Exercise: All that should be output is the block of lines below from the line with "box: [289, 515, 327, 545]" to the line with "negative clicks: (1179, 422) (1189, 422)", both included, exactly as written.

[Data excerpts]
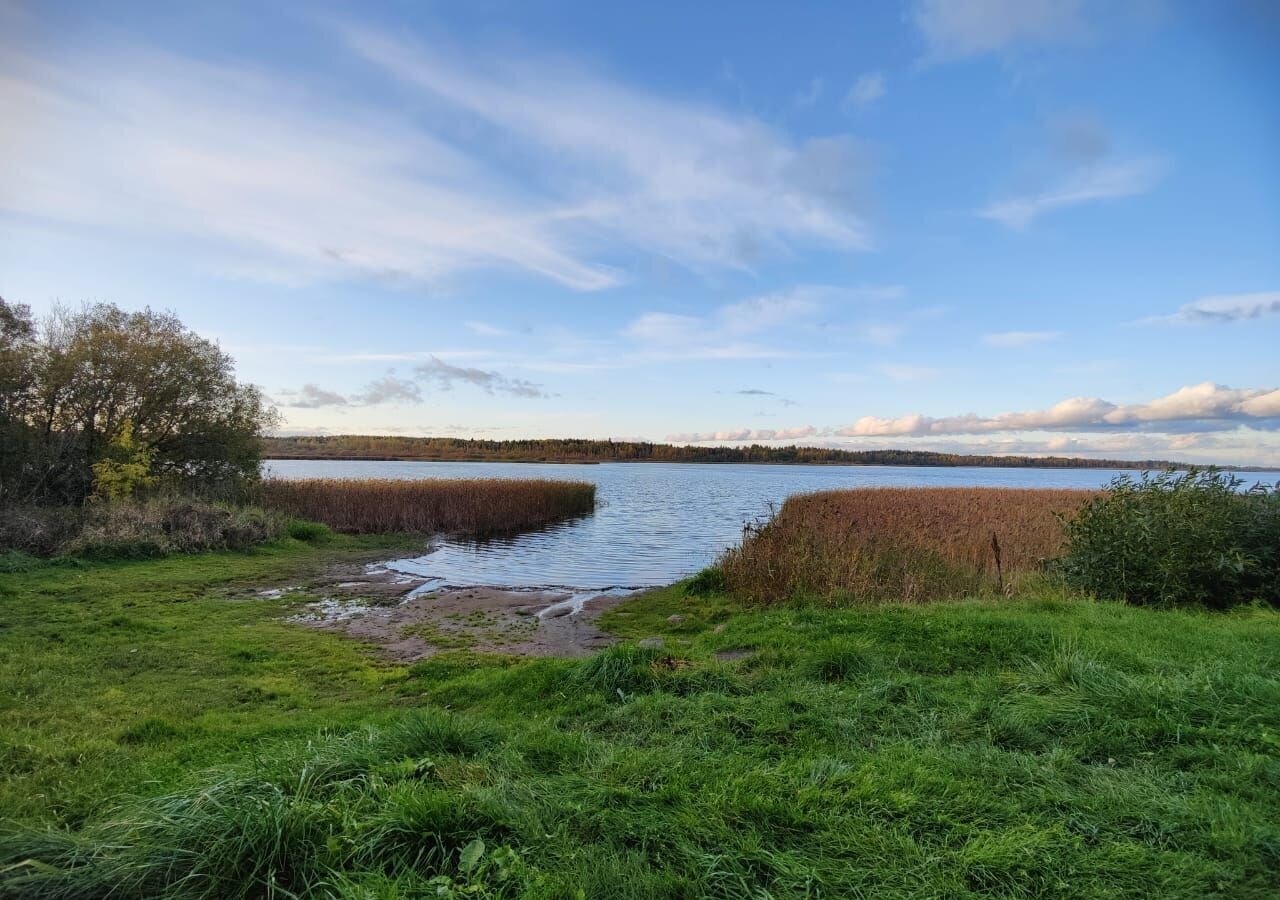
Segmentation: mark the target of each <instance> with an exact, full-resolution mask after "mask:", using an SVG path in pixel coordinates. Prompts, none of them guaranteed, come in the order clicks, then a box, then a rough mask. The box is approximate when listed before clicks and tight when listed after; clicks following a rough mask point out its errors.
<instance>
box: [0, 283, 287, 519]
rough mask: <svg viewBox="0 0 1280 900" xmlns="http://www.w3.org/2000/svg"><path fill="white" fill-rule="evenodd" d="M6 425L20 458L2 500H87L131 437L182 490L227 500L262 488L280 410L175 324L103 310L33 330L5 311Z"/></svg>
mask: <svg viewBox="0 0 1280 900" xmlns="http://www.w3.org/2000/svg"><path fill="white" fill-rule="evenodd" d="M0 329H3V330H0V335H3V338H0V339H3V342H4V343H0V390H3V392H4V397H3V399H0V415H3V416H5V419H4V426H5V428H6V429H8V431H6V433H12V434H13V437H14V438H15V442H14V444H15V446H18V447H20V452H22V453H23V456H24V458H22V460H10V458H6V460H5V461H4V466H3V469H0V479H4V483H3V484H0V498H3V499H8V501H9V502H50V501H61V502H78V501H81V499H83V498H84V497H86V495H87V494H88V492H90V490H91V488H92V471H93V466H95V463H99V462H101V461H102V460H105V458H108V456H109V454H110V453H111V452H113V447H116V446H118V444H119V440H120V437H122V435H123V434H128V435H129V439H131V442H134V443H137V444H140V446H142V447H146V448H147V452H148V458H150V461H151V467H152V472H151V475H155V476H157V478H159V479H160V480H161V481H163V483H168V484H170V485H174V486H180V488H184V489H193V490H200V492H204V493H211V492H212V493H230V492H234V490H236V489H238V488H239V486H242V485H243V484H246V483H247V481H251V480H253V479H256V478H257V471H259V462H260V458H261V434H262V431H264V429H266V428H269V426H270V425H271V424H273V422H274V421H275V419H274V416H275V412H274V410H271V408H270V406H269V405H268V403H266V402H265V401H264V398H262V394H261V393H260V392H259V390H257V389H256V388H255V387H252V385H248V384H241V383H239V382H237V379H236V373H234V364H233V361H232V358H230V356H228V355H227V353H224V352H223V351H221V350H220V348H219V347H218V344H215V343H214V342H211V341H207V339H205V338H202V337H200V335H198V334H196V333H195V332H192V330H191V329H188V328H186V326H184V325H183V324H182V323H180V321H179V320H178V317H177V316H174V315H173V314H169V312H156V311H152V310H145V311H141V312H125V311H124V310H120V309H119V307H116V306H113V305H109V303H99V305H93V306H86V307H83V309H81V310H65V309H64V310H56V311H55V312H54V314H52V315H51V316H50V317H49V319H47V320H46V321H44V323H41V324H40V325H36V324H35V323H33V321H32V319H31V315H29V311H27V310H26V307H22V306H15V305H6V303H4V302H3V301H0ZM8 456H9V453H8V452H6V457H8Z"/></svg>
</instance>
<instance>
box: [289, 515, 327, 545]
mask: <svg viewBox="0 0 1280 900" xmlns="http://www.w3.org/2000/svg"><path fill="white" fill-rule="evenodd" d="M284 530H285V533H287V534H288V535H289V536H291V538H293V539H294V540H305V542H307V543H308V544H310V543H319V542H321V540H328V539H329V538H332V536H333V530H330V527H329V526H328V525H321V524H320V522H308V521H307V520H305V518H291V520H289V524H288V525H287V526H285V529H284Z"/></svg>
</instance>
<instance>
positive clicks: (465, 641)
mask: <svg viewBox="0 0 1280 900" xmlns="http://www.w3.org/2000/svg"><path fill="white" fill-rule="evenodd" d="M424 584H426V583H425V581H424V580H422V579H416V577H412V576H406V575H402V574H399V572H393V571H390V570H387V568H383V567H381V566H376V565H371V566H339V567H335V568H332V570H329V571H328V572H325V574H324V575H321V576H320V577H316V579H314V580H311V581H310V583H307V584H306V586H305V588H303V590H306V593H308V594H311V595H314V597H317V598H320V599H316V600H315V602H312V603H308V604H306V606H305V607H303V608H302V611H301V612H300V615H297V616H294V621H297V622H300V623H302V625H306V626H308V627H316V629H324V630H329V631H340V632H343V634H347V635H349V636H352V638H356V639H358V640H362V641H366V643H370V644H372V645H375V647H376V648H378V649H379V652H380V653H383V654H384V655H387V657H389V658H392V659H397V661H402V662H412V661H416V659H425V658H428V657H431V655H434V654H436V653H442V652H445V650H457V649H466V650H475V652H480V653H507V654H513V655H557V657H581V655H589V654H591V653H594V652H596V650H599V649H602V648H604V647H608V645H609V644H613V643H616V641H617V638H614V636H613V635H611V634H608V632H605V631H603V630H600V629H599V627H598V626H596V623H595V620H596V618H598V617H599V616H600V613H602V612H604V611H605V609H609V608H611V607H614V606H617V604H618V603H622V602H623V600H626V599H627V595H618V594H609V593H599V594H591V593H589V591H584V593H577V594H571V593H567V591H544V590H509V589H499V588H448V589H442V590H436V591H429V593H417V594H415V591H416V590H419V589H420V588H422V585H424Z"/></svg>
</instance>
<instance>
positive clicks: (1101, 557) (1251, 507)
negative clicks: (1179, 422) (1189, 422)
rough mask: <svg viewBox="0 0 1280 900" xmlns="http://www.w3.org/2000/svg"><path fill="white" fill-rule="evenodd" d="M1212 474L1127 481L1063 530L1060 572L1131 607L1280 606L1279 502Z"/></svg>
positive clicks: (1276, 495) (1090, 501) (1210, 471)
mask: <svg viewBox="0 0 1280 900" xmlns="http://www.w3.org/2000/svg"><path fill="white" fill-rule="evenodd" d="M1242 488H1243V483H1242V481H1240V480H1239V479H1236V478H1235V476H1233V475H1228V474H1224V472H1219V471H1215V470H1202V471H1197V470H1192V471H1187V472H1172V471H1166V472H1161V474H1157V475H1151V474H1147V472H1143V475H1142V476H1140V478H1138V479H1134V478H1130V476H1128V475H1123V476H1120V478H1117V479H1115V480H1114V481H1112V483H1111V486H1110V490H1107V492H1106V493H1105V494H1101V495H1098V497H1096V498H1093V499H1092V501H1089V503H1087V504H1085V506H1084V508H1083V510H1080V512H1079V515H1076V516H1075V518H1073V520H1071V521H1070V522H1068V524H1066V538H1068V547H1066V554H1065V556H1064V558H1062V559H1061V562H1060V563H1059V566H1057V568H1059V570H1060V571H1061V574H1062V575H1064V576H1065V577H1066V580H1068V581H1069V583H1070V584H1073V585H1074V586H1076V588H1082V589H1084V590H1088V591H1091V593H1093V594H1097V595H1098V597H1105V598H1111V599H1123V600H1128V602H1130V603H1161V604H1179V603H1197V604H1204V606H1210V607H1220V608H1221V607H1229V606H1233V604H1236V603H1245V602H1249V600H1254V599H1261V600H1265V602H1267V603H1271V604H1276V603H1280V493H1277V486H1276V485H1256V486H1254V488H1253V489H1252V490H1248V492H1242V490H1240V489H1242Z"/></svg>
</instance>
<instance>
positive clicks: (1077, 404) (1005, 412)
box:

Solution to the exercise:
box: [289, 515, 327, 545]
mask: <svg viewBox="0 0 1280 900" xmlns="http://www.w3.org/2000/svg"><path fill="white" fill-rule="evenodd" d="M284 530H285V533H287V534H288V535H289V536H291V538H293V539H294V540H305V542H307V543H308V544H310V543H319V542H321V540H328V539H329V538H332V536H333V530H330V527H329V526H328V525H321V524H320V522H308V521H307V520H305V518H291V520H289V524H288V525H287V526H285V529H284Z"/></svg>
</instance>
<instance>
positive clicks: (465, 641)
mask: <svg viewBox="0 0 1280 900" xmlns="http://www.w3.org/2000/svg"><path fill="white" fill-rule="evenodd" d="M424 584H426V583H425V581H424V580H422V579H416V577H412V576H406V575H402V574H399V572H393V571H390V570H387V568H383V567H381V566H376V565H371V566H339V567H335V568H332V570H329V571H328V572H325V574H324V575H321V576H320V577H316V579H314V580H311V581H310V583H307V584H306V586H305V588H303V590H306V593H308V594H311V595H314V597H317V598H320V599H316V600H315V602H312V603H308V604H306V606H305V607H303V608H302V611H301V612H300V615H297V616H294V621H297V622H300V623H302V625H306V626H308V627H316V629H324V630H329V631H340V632H343V634H347V635H349V636H352V638H356V639H358V640H362V641H366V643H370V644H372V645H375V647H376V648H378V649H379V652H380V653H383V654H384V655H387V657H389V658H392V659H397V661H402V662H412V661H416V659H425V658H428V657H431V655H434V654H436V653H442V652H445V650H457V649H466V650H475V652H480V653H507V654H513V655H557V657H581V655H589V654H591V653H594V652H596V650H599V649H602V648H604V647H608V645H609V644H613V643H616V641H617V638H614V636H613V635H611V634H608V632H605V631H603V630H600V629H599V627H598V626H596V623H595V620H596V618H598V617H599V616H600V613H602V612H604V611H605V609H609V608H611V607H614V606H617V604H618V603H622V602H623V600H626V599H627V595H618V594H609V593H599V594H591V593H589V591H584V593H577V594H571V593H567V591H544V590H509V589H499V588H448V589H442V590H436V591H429V593H417V594H415V591H416V590H419V589H420V588H422V585H424Z"/></svg>
</instance>
<instance>
positive clicks: (1101, 557) (1251, 507)
negative clicks: (1179, 422) (1189, 422)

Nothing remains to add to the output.